● Page extract:

........

The Kingdom of Heaven on Earth, pt. 2

The other passage from the thirteenth Chapter of St. Matthew’s Gospel that we looked at this week was Matthew 13:31-35, which includes two succinct parables:

Jesus proposed a parable to the crowds. “The Kingdom of heaven is like a mustard seed that a person took and sowed in a field. It is the smallest of all the seeds, yet when full-grown it is the largest of plants. It becomes a large bush, and the birds of the sky come and dwell in its branches.”
He spoke to them another parable.“The Kingdom of heaven is like yeast that a woman took and mixed with three measures of wheat flour until the whole batch was leavened.”
All these things Jesus spoke to the crowds in parables. He spoke to them only in parables,to fulfill what had been said through the prophet:
I will open my mouth in parables, I will announce what has lain hidden from the foundation of the world.

The two parables tell the same thing: the Church is going to start out incredibly small, and it’s going to balloon into the largest Faith on Earth. Which it did. It’s an incredible prophesy, and one which would have seemed absurd at the time that it was made. Oh yeah, if you’re confused by the second parable, like I was: He’s saying that the Church is going to grow like bread with yeast. And three measures of yeast, according to the sometimes-helpful, sometimes-awful NAB footnotes, is “an enormous amount, enough to feed a hundred people.” It also, tellingly, connects the Church itself with Bread.

So we have a Church which began with a few dozen disciples, a ragtag, fumbling, bumbling crew, fishermen named Peter and Andrew, a tax collector named Matthew (who wasn’t even entrusted with the public purse — a job which went to one Judas Iscariot; cf. John 12:6), and eventually a tent-maker named Paul (to say nothing of the former prostitutes and demoniacs who followed Him as well). As Mother Angelica likes to put it, Jesus Christ entered human history with “a few stinky Apostles.” Stinky indeed. And few and far between. When “a Pharisee in the Sanhedrin named Gamaliel” takes pity upon the Christians, He convinces the rest of the Sanhedrin not to crush the movement with the following eloquence:

“Fellow Israelites, be careful what you are about to do to these men. Some time ago, Theudas appeared, claiming to be someone important, and about four hundred men joined him, but he was killed, and all those who were loyal to him were disbanded and came to nothing. After him came Judas the Galilean at the time of the census. He also drew people after him, but he too perished and all who were loyal to him were scattered. So now I tell you, have nothing to do with these men, and let them go. For if this endeavor or this activity is of human origin, it will destroy itself. But if it comes from God, you will not be able to destroy them; you may even find yourselves fighting against God.” (Acts 5:35-39)

........

● Entries shown:
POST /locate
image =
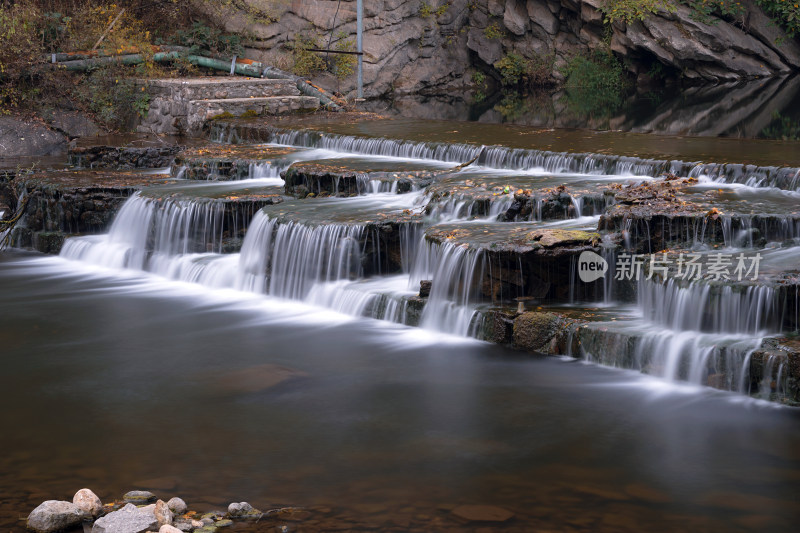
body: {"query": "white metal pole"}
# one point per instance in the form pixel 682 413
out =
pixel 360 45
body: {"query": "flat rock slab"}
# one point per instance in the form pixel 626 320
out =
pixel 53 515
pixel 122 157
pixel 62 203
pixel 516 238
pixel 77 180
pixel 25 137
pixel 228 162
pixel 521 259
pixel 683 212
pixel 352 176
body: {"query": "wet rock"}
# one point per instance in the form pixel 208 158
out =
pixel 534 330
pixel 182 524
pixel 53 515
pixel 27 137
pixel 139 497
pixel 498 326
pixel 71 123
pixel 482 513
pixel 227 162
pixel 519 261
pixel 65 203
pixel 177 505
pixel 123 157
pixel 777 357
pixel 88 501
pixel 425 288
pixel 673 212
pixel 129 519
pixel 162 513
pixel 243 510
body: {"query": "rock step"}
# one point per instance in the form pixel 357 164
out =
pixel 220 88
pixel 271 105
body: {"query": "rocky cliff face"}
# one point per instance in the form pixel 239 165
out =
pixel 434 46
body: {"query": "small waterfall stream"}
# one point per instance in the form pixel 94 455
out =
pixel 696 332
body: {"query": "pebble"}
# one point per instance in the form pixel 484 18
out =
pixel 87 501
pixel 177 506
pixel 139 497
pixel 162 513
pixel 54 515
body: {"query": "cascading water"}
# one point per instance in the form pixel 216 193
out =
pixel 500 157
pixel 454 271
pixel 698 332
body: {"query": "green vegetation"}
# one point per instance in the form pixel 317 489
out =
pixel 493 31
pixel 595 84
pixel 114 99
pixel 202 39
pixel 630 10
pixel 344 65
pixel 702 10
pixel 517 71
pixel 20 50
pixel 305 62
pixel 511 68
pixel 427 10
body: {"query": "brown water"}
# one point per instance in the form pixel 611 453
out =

........

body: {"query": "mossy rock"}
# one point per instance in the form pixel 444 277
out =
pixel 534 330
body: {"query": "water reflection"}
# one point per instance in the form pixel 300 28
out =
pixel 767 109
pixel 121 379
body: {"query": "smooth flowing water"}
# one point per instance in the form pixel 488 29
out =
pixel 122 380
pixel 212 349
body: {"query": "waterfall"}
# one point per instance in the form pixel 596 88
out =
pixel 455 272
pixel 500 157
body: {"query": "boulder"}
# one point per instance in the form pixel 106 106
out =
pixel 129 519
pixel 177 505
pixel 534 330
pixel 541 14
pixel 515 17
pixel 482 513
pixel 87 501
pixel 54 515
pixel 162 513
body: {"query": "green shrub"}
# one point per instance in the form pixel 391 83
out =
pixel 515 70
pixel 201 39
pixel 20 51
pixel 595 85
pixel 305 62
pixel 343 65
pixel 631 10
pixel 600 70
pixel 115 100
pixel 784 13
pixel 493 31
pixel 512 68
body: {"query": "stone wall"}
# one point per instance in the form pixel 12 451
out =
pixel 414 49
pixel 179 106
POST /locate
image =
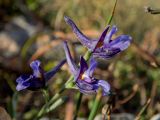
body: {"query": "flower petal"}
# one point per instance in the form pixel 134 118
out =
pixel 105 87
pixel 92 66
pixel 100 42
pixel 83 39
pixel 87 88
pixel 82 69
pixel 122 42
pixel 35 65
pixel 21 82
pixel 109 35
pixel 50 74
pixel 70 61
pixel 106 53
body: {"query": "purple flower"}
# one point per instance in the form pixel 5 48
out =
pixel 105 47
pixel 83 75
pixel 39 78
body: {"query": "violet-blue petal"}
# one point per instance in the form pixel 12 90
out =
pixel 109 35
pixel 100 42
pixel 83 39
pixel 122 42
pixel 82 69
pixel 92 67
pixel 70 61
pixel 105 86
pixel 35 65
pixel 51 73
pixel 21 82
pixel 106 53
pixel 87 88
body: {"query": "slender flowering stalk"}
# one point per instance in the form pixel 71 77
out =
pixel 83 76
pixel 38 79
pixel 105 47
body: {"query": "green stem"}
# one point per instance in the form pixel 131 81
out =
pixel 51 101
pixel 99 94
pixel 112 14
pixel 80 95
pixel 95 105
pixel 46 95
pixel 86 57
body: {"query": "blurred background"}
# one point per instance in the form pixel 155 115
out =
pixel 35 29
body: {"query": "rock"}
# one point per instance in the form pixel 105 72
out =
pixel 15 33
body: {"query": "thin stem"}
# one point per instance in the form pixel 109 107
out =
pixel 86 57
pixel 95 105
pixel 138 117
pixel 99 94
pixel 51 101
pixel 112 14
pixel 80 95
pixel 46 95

........

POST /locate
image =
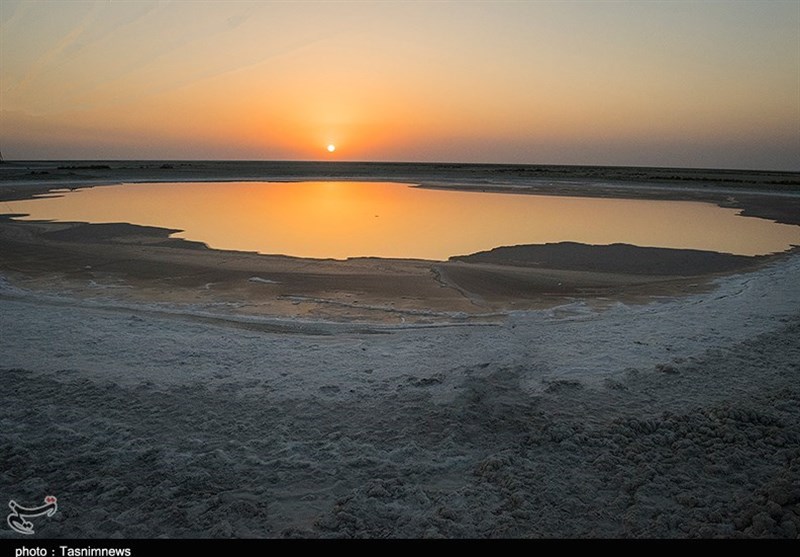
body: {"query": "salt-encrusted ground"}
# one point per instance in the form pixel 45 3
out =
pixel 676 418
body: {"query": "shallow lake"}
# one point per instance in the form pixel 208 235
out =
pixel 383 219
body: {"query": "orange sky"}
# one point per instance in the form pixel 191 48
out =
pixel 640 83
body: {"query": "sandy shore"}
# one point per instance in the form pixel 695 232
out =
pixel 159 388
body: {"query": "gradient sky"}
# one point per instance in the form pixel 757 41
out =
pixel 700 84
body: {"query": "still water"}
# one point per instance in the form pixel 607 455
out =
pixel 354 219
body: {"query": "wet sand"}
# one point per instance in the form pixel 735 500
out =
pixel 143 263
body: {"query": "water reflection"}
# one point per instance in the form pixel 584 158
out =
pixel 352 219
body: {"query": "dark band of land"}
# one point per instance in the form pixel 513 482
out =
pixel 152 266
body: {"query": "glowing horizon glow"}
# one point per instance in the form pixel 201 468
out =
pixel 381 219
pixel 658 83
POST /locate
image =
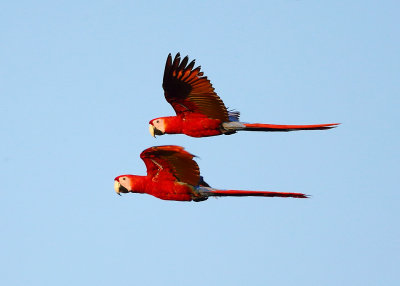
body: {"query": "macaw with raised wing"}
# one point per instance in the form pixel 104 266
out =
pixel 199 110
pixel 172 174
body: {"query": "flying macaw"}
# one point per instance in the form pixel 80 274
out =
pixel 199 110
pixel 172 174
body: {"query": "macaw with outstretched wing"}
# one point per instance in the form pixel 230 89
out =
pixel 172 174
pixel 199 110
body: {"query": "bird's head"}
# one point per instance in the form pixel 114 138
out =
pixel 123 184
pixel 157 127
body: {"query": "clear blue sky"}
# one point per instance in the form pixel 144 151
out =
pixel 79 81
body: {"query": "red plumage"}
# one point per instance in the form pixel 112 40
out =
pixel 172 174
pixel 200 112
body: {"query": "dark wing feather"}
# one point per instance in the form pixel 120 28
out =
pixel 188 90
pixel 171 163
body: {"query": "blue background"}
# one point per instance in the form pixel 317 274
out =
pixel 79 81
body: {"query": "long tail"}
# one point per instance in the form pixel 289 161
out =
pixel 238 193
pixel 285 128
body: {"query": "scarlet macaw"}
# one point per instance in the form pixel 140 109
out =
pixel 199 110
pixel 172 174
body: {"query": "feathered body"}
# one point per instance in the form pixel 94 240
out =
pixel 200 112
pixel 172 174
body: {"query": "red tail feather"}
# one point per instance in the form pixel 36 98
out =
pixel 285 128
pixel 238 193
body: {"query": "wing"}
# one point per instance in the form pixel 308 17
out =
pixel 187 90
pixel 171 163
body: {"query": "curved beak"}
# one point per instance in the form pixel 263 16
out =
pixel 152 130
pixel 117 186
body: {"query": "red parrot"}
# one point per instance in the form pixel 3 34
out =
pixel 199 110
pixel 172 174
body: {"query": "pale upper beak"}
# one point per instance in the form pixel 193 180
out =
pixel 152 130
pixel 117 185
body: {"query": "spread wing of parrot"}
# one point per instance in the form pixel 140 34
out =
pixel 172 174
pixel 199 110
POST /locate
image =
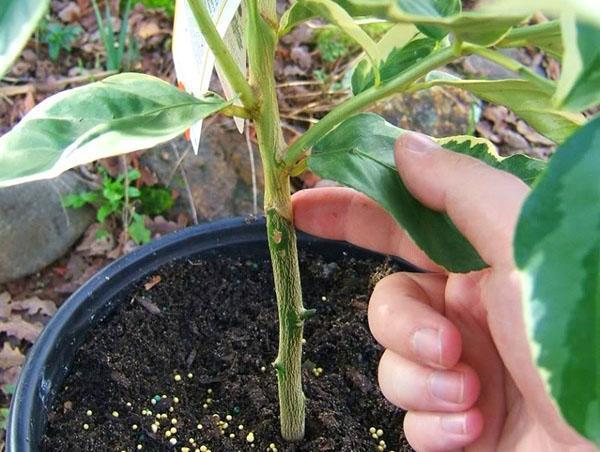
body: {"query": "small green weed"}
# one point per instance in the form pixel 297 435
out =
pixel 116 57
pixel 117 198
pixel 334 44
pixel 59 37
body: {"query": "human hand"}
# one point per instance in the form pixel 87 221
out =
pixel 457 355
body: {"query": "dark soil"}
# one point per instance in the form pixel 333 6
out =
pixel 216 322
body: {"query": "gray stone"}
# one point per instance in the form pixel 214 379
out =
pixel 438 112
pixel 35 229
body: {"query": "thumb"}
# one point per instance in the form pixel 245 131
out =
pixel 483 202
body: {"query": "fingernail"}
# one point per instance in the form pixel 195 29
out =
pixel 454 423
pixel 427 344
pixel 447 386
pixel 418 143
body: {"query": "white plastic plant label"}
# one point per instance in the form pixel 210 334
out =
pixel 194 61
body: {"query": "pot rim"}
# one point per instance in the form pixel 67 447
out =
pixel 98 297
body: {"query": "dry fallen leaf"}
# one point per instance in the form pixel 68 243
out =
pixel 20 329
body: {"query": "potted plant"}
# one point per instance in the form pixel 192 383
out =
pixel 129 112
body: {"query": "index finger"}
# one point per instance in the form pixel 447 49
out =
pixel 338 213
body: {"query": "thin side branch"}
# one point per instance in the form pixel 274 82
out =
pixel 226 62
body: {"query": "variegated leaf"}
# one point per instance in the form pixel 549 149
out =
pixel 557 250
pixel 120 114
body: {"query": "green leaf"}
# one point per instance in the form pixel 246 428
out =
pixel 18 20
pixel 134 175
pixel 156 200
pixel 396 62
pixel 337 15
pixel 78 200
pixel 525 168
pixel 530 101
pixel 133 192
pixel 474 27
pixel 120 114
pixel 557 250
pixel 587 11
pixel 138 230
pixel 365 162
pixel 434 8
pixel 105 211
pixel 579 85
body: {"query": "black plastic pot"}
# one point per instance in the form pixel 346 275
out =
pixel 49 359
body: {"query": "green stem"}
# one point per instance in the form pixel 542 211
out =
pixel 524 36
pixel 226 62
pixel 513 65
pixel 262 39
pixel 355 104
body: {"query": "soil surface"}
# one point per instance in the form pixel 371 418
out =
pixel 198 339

........

● Tasks to perform:
• A. Translate this sentence from the parables post into Spanish: "It’s an incredible prophesy, and one which would have seemed absurd at the time that it was made."
• B. Do these statements agree with the parables post? Answer yes or no for each, quoting the words that decide it. (i) The Church began with a few dozen disciples. (ii) Matthew was entrusted with the public purse. (iii) In Gamaliel's speech, about four hundred men joined Theudas.

● Solutions for each task:
• A. Es una profecía increíble, y una que habría parecido absurda en el momento en que se hizo.

• B.
(i) Yes: "a Church which began with a few dozen disciples"
(ii) No: "who wasn’t even entrusted with the public purse"
(iii) Yes: "about four hundred men joined him"